---------- Records to process ----------

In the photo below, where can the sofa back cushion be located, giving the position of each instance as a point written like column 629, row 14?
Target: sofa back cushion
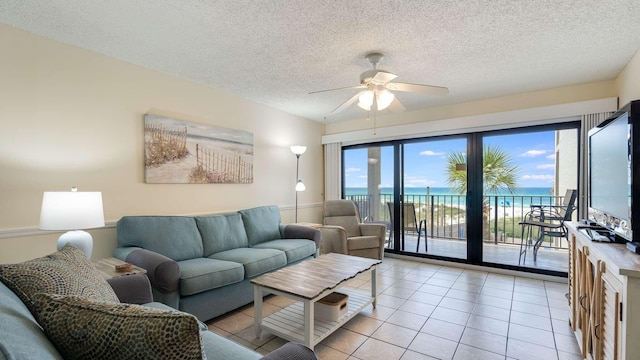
column 221, row 232
column 68, row 271
column 176, row 237
column 261, row 224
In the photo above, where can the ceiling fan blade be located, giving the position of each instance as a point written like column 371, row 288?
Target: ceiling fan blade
column 346, row 104
column 383, row 77
column 417, row 88
column 396, row 106
column 347, row 87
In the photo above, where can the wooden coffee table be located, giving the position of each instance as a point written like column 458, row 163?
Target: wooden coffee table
column 308, row 282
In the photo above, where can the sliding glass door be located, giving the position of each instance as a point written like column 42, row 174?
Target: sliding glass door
column 368, row 178
column 464, row 197
column 434, row 192
column 524, row 173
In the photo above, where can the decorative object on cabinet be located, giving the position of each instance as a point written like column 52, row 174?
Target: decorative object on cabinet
column 604, row 285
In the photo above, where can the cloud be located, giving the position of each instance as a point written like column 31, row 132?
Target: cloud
column 430, row 153
column 539, row 177
column 534, row 153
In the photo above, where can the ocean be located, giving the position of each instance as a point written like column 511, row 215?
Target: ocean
column 522, row 197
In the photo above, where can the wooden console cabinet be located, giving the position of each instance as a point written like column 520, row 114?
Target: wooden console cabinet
column 604, row 297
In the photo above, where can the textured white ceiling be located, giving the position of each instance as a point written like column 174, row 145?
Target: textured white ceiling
column 275, row 51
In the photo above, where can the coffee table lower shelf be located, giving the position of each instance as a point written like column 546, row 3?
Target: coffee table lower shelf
column 288, row 323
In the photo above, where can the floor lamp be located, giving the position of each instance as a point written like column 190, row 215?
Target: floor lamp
column 298, row 150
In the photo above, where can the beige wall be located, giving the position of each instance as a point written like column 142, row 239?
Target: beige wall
column 628, row 82
column 71, row 117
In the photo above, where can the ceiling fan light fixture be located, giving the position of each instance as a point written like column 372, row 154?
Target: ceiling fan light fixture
column 365, row 100
column 384, row 98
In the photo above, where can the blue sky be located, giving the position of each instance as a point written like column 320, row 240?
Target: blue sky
column 533, row 153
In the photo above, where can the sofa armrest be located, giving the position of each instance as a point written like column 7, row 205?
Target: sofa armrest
column 163, row 272
column 132, row 289
column 291, row 351
column 303, row 232
column 334, row 239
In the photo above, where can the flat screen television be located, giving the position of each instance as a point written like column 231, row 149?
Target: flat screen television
column 614, row 177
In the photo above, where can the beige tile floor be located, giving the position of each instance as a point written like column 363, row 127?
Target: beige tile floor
column 429, row 311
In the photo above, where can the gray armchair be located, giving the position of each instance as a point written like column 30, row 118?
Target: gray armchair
column 343, row 233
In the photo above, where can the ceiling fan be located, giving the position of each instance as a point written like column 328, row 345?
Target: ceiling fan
column 378, row 87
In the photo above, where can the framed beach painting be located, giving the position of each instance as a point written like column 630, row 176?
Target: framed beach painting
column 182, row 152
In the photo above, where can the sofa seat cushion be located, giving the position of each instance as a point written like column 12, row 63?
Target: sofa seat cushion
column 255, row 261
column 294, row 249
column 363, row 242
column 219, row 347
column 221, row 232
column 85, row 329
column 65, row 272
column 202, row 274
column 20, row 335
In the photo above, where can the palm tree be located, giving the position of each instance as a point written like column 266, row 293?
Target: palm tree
column 498, row 173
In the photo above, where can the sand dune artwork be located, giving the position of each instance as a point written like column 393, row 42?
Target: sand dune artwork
column 182, row 152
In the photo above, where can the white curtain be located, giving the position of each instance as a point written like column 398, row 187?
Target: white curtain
column 332, row 171
column 588, row 121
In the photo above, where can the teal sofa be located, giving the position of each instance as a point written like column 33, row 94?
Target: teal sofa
column 203, row 264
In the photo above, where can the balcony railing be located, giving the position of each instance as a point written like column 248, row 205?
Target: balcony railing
column 445, row 215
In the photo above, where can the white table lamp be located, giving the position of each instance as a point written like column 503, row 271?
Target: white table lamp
column 75, row 211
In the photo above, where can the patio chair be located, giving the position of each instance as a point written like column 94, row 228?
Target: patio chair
column 548, row 220
column 343, row 233
column 411, row 223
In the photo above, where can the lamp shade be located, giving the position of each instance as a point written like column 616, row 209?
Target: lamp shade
column 298, row 149
column 71, row 210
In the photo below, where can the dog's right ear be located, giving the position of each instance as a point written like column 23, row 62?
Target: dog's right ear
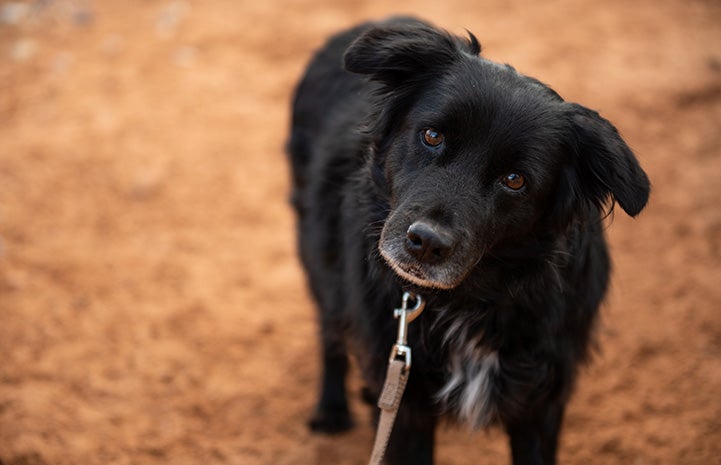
column 401, row 51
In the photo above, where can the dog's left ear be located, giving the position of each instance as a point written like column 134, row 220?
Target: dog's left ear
column 607, row 166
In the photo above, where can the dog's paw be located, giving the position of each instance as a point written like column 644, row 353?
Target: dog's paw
column 331, row 420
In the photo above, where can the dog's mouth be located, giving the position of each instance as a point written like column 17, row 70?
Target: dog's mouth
column 421, row 275
column 439, row 273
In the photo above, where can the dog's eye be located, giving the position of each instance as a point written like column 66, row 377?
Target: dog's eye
column 432, row 138
column 514, row 181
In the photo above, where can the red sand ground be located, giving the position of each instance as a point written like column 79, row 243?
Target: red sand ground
column 152, row 309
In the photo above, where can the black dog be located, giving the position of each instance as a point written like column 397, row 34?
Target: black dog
column 420, row 166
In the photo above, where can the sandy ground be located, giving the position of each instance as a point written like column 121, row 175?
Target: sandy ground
column 152, row 309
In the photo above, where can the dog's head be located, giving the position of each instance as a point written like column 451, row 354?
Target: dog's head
column 475, row 158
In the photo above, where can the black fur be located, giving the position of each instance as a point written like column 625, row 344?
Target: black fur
column 513, row 278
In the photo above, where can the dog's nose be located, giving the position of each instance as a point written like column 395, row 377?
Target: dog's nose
column 429, row 243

----------

Given problem
Arrange all of the records above as a two-column CSV with the columns "text" and "answer". Give one row per record, put each field in quotes, replace line breaks with spaces, and leave out the pictures.

Solved exercise
text,answer
"In the photo below, where can the sofa back cushion be located, giving the position of each instance as a point written like column 629, row 14? Target: sofa back cushion","column 221, row 232 column 68, row 271 column 176, row 237 column 261, row 224"
"In the photo above, where can the ceiling fan blade be located, giving the position of each instance as a point written like column 371, row 288? Target: ceiling fan blade","column 346, row 104 column 383, row 77 column 417, row 88 column 396, row 106 column 347, row 87"
"In the photo above, where can the wooden coffee table be located, giving the position of each instance as a point written like column 458, row 163? Target: wooden coffee table","column 308, row 282"
"In the photo above, where can the sliding glass door be located, giving the position of each instance as a point written like column 42, row 174? Target: sliding glass door","column 368, row 178 column 464, row 197 column 434, row 192 column 524, row 173"
"In the photo above, where can the decorative object on cabinet be located, giving the position of each instance as a point written like column 52, row 174? Target: decorative object on cabinet","column 604, row 285"
"In the photo above, where can the cloud be located, giving the position of each instance as a point written like column 31, row 132? Target: cloud","column 430, row 153 column 539, row 177 column 534, row 153"
"In the photo above, where can the ocean be located, giving the position of each instance as a point written like column 511, row 215? Target: ocean","column 522, row 197"
"In the photo above, where can the wooden console cabinet be located, giving the position of each instance as a point written like column 520, row 114? Target: wooden console cabinet","column 604, row 297"
"In the photo above, where can the textured white ceiling be located, giving the position of each instance as a point written like column 174, row 145? Target: textured white ceiling","column 275, row 51"
"In the photo above, where can the coffee table lower shelf be located, giving the position of each instance as a point written like column 546, row 3? Target: coffee table lower shelf","column 288, row 323"
"In the photo above, where can the floor lamp be located, giving the position of each instance as a point written like column 190, row 215? Target: floor lamp","column 298, row 150"
"In the photo above, where can the beige wall be located, giving the position of each instance as a point written like column 142, row 239? Target: beige wall","column 628, row 82 column 71, row 117"
"In the photo above, where can the ceiling fan light fixture be located, giving the position of each instance as a point written like column 372, row 154? Target: ceiling fan light fixture","column 365, row 100 column 384, row 98"
"In the photo above, where can the blue sky be located, giving the position of each instance as a point written like column 320, row 240? Target: blue sky","column 533, row 153"
"In the photo above, where can the sofa armrest be located, giving the position of each instance as a point written like column 7, row 205? Target: sofa armrest","column 163, row 272 column 132, row 289 column 291, row 351 column 303, row 232 column 334, row 239"
"In the photo above, where can the flat screen television be located, giving the position of each instance as a point written like column 231, row 149? Target: flat screen television","column 614, row 177"
"In the photo above, where can the beige tile floor be located, giving the position of each instance as a point written like column 363, row 127? Target: beige tile floor","column 429, row 311"
"In the photo above, where can the gray armchair be located, giving the position of each instance as a point written like column 30, row 118? Target: gray armchair","column 343, row 233"
"In the photo above, where can the ceiling fan be located, giving the position of each instance as a point written like column 328, row 345? Target: ceiling fan","column 378, row 87"
"In the photo above, where can the framed beach painting be located, giving the position of each instance as a point written like column 630, row 176? Target: framed beach painting","column 182, row 152"
"In the photo above, where can the sofa seat cushion be located, giving the position of each instance as a point written like column 12, row 63? Target: sofa seat cushion","column 255, row 261 column 294, row 249 column 363, row 242 column 219, row 347 column 221, row 232 column 85, row 329 column 65, row 272 column 202, row 274 column 20, row 335"
"In the photo above, where can the palm tree be located, giving the position of each instance as a point written like column 266, row 293? Target: palm tree","column 498, row 173"
"In the photo above, where can the sand dune artwork be located, giving the position of each instance as a point written like column 393, row 42? Target: sand dune artwork","column 182, row 152"
"In the photo above, where can the white curtain be located, giving the position of each instance as a point written like column 398, row 187? Target: white curtain","column 332, row 171 column 588, row 121"
"In the photo above, where can the teal sofa be located, giving the position of each instance as a point written like column 33, row 94? Target: teal sofa","column 203, row 264"
"In the photo above, where can the balcony railing be located, giving the position of each instance as a point written like column 248, row 205? Target: balcony railing","column 445, row 215"
"In the photo above, where can the white table lamp be located, giving the position of each instance as a point written like column 503, row 271? Target: white table lamp","column 75, row 211"
"In the photo above, where can the patio chair be located, giving the position of each instance as a point written like column 94, row 228? Target: patio chair","column 548, row 220 column 343, row 233 column 411, row 223"
"In the photo above, where can the lamp shade be located, giving the position of each instance as a point written like column 616, row 209? Target: lamp shade","column 298, row 149 column 71, row 210"
"In the photo below, where can the dog's right ear be located, giving the position of each instance as a point written like column 23, row 62? Target: dog's right ear","column 401, row 51"
"In the photo above, where can the dog's left ear be located, giving the position of each instance as a point written like column 134, row 220? Target: dog's left ear","column 607, row 166"
"In the photo above, where can the dog's paw be located, giving the position of each instance as a point written like column 644, row 353? Target: dog's paw","column 331, row 420"
"In the photo above, where can the dog's mouth be located, giving the position of each instance as a point written like column 17, row 70? Target: dog's mouth","column 421, row 275 column 439, row 273"
"In the photo above, where can the dog's eye be located, giving the position of each instance as a point written like column 66, row 377? Target: dog's eye","column 432, row 138 column 514, row 181"
"In the photo above, where can the red sand ground be located, giving the position of each instance as a point written like column 79, row 243? Target: red sand ground","column 152, row 309"
"In the photo above, where can the black dog be located, giving the position of each instance as a point written like column 397, row 34? Target: black dog","column 420, row 166"
"In the photo above, where can the sandy ground be located, giving the position of each instance as a point written like column 121, row 175? Target: sandy ground","column 152, row 309"
"In the photo above, where can the dog's head be located, giving the position of each instance as a point written like column 451, row 354? Target: dog's head","column 475, row 158"
"In the photo above, where can the black fur be located, giving the position of each instance as a point written like column 625, row 344? Target: black fur","column 513, row 278"
"In the photo above, where can the dog's nose be located, giving the position of each instance as a point written like column 395, row 377? Target: dog's nose","column 429, row 243"